> **Problem requirements**
The required output is a verbatim transcription of the listing, pictures excluded.

> **Input**
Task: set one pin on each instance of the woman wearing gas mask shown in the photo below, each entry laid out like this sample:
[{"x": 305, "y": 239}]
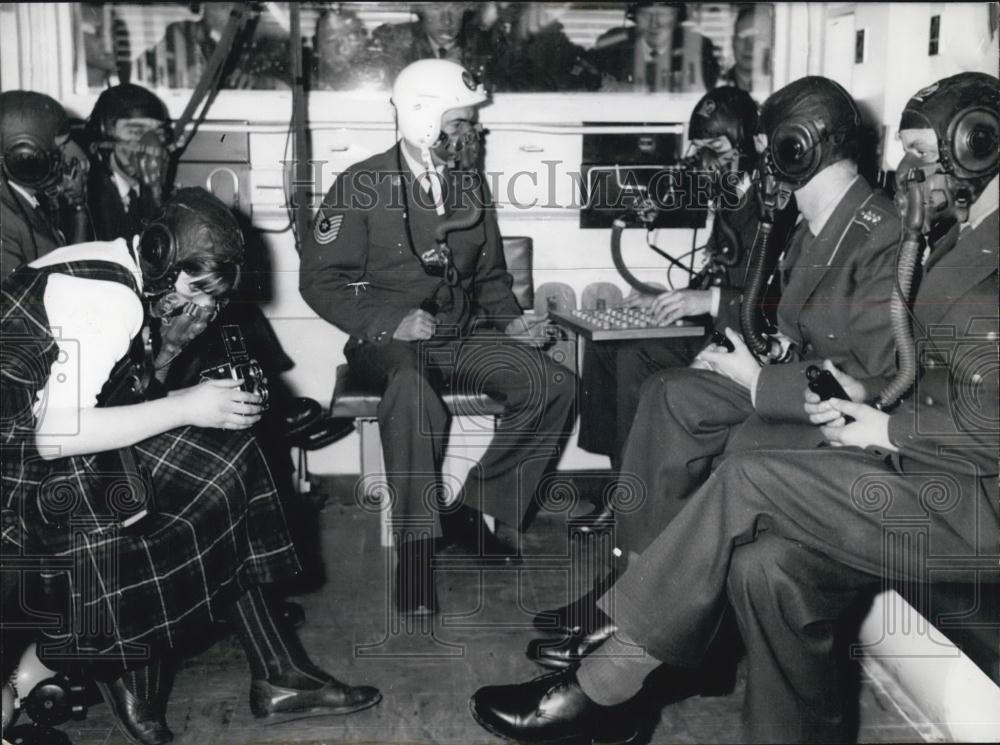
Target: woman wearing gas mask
[
  {"x": 405, "y": 256},
  {"x": 155, "y": 516},
  {"x": 792, "y": 539}
]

> **Answer below**
Task: set one pin on each instance of the woman wearing gas mask shown in the photo below, each entry laid out like this sample:
[{"x": 305, "y": 239}]
Target: woman wearing gas mask
[
  {"x": 405, "y": 256},
  {"x": 155, "y": 516},
  {"x": 792, "y": 539}
]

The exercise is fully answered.